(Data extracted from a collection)
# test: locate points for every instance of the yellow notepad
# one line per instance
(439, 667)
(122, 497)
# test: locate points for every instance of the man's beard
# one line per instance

GOAL —
Can you restate every record above word for word?

THE RESULT —
# test: locate points for every instance of the yellow notepad
# one line per instance
(439, 667)
(122, 497)
# test: locate points for every instance of the man's beard
# one line per instance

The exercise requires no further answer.